The problem »
Please retype the records below exactly as they stand.

Data in this exercise »

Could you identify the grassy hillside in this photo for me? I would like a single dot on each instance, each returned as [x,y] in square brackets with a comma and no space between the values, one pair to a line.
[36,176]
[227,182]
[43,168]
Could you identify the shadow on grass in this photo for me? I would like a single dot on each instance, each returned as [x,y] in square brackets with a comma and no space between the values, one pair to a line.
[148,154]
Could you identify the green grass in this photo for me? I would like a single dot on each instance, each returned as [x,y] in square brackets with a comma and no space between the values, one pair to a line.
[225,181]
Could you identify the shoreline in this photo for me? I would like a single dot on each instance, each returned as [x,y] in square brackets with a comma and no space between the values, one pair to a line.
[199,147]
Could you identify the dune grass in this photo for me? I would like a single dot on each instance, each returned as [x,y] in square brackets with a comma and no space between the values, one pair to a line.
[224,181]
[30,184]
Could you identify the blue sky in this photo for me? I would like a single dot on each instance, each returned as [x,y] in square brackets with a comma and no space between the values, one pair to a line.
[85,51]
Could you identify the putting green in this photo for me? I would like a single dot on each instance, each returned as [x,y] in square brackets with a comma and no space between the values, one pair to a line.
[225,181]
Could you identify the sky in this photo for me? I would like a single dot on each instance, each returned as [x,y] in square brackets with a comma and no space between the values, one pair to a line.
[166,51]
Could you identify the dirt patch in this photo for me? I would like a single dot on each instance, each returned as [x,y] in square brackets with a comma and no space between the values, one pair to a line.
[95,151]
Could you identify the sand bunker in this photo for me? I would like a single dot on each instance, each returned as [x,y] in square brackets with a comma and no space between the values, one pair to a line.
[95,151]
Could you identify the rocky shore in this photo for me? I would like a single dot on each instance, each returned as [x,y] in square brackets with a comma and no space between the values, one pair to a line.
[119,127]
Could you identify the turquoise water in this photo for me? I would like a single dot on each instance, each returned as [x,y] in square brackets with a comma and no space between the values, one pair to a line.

Task result »
Could you identify the grassy hillside in this photo for me? I would like a single dot on each instance, each returned as [x,y] in square brackets with a comma and no space between the values, one pair to a line.
[36,176]
[227,182]
[43,168]
Could you identify the shadow on grass in this photo for me? I would like a single dot on each instance, each returned as [x,y] in square brackets with a comma and no space between the values, one pair to a line.
[148,154]
Could you identify the green grass in this photo for me? I would like a single dot on each instance, each returned as [x,y] in square brackets with a comma and no space between the values, one pair to a line.
[225,181]
Could you identify the shoreline in this photo for me? I would like a single dot on each instance, each returned as [x,y] in square brackets with a comma and no space between the values, one pair to a line.
[199,147]
Could you identify the dune grass in this photo for me? I would like a single dot on each instance, each returned as [x,y] in square brackets with a comma and no space between the values, one pair to a line.
[224,181]
[30,184]
Could you identify the blue sky in this photo for me? I would like a single dot on each instance, each returned as [x,y] in square brackets with a comma and no space between the values, one pair to a line.
[85,51]
Could you identify the putting green in this photo for me? I would like a single dot on each instance, each returned as [x,y] in square brackets with a comma and no space between the values, one pair to a line.
[225,181]
Could you identify the sky in this photo for me? I would like a single dot on each instance, each returned as [x,y] in square brackets with a comma and no space between the values, one pair to a line.
[166,51]
Could you identify the dirt patch in this photo for me? I would like a single dot on each instance, each returned as [x,y] in square brackets with a comma and no space between the values, one pair to a line.
[95,151]
Could you identify the sand bunker in this photo for me? I would like a single dot on each instance, each returned as [x,y] in square brackets with a comma and no space between the values, one pair to a line.
[95,151]
Could you identify the rocky shore in this photo for me? I would like a single dot on each instance, each returned as [x,y] in square brackets with a comma and no space between the values, one pair to a line.
[119,127]
Could you identify the turquoise water in this photo for me? I would like a single dot on each instance, each returned as [x,y] in square brackets with a comma and no space between the values, one pair to a line.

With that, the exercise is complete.